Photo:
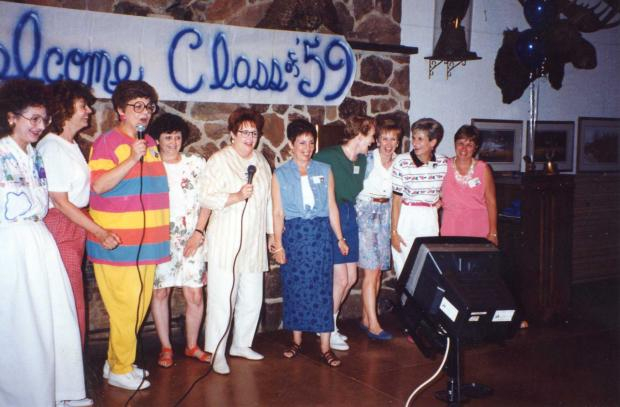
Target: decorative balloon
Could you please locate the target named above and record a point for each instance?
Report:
(531, 50)
(540, 14)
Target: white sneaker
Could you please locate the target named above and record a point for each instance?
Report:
(128, 381)
(137, 371)
(336, 342)
(247, 353)
(85, 402)
(220, 365)
(342, 336)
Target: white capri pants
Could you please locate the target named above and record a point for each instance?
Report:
(247, 300)
(413, 222)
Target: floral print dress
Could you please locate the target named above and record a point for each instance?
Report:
(180, 271)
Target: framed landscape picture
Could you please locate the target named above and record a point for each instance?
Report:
(554, 141)
(501, 143)
(599, 144)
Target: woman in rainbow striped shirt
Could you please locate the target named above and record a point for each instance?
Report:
(129, 197)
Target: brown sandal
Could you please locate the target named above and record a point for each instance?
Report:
(196, 353)
(292, 351)
(330, 359)
(165, 358)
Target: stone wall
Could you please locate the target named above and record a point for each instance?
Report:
(381, 89)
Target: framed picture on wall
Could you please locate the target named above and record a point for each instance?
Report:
(599, 144)
(501, 143)
(329, 135)
(554, 141)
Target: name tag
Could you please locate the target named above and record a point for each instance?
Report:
(473, 182)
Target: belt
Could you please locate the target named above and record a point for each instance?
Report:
(375, 199)
(428, 205)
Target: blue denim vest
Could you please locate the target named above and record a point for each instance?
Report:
(289, 179)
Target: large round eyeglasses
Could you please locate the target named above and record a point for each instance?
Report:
(37, 120)
(139, 107)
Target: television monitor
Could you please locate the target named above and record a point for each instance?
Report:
(454, 283)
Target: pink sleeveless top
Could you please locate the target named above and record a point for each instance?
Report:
(464, 207)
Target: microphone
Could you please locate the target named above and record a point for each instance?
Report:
(251, 172)
(140, 129)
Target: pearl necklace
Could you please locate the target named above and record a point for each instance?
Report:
(464, 179)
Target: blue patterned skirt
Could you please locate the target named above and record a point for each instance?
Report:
(307, 277)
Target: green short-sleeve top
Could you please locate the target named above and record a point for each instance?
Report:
(348, 175)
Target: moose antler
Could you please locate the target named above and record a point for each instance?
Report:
(586, 18)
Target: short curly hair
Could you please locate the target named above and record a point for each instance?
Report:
(169, 123)
(431, 127)
(243, 114)
(358, 125)
(61, 101)
(388, 126)
(16, 95)
(298, 127)
(127, 90)
(469, 133)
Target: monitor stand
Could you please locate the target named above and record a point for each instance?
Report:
(457, 393)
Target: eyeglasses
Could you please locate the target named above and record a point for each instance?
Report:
(139, 107)
(248, 133)
(37, 120)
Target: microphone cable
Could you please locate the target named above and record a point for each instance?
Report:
(139, 347)
(434, 376)
(230, 315)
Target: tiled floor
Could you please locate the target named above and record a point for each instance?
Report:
(576, 363)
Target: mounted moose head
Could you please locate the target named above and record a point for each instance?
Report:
(562, 43)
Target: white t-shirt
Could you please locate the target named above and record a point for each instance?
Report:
(66, 169)
(378, 184)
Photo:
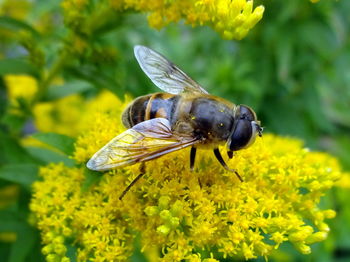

▶ [TASK STATEMENT]
Transcribe every entry word for word, but omit the pictures.

▶ [EXERCISE SOLUTION]
Photo:
Target: decorative balloon
Could you please locate the target named above and record a point for each instance?
Report:
(531, 50)
(540, 14)
Target: white sneaker
Could you please locate the target named above and record a point for each instance?
Report:
(128, 381)
(137, 371)
(336, 342)
(247, 353)
(85, 402)
(220, 365)
(342, 336)
Target: white capri pants
Could you please locate the target named above and record a point for each instance?
Report:
(247, 300)
(413, 222)
Target: floral print dress
Could you please locate the target named above and record a point for each instance?
Report:
(180, 271)
Target: framed landscape picture
Could you please locate the target named above and record a point for each instance?
Report:
(554, 141)
(501, 143)
(599, 144)
Target: woman in rainbow striped shirt
Could you please locate the target named above and record a point for each instance?
Report:
(129, 197)
Target: brown sandal
Could you please locate the target named above and record a point for each instance?
Report:
(196, 353)
(292, 351)
(330, 359)
(165, 358)
Target: stone wall
Could you please locate the target named above and record a point for each instance?
Report:
(381, 89)
Target: framed picture on wall
Could you please locate the target named above and record a point for each instance?
Report:
(599, 144)
(501, 143)
(329, 135)
(554, 141)
Target: name tag
Could you please locate the target named above and record a point for each instance?
Report:
(473, 182)
Target: belt
Could you please locate the target named above and record a point for each instance?
Report:
(375, 199)
(428, 205)
Target: blue denim vest
Could you please locate the target named above and record a point for each instance?
Report:
(289, 179)
Target: large round eyeglasses
Could you please locate the target named above and record a point for each instance?
Report:
(37, 120)
(139, 107)
Target: television monitor
Could you please locate the target named above and record a point for each instance?
Report:
(454, 283)
Target: pink sleeveless top
Could you please locate the target named above and record a point for each instance?
Report:
(464, 207)
Target: microphone
Could you please locate the target named above and record a point for each instance?
Report:
(251, 172)
(140, 129)
Target: pearl necklace
Could you please locate the target named above and record a point for each instance?
Report:
(464, 179)
Target: blue patterned skirt
Could you please locate the target named above and record a point for each instance?
Report:
(307, 277)
Target: green short-sleeve top
Could you please locate the target named above and record a point for each instance?
Report:
(348, 175)
Target: moose antler
Could you please locate the target named above and record a point for each instance?
Report:
(586, 18)
Target: short curly hair
Could you please locate the target named above and record a point for each instance?
Report:
(169, 123)
(431, 127)
(243, 114)
(358, 125)
(61, 101)
(388, 126)
(16, 95)
(298, 127)
(127, 90)
(469, 133)
Target: monitor stand
Could you please locate the target named above and record a point for each instance?
Report:
(457, 393)
Target: eyeglasses
Could you please locate the target named above and record a point for each instance?
Report:
(139, 107)
(248, 133)
(37, 120)
Target: microphone cable
Could you please locate the target named above and record a point for each instance?
Report:
(139, 347)
(434, 376)
(230, 315)
Target: tiled floor
Could you please locate the target named above and record a point for each instance?
Report:
(576, 363)
Target: mounted moose head
Could you please locate the target named above and record a point for each instance?
Report:
(562, 43)
Target: white t-shirt
Could you please locate the target named above and record a point for each instance?
Report:
(66, 169)
(378, 184)
Photo:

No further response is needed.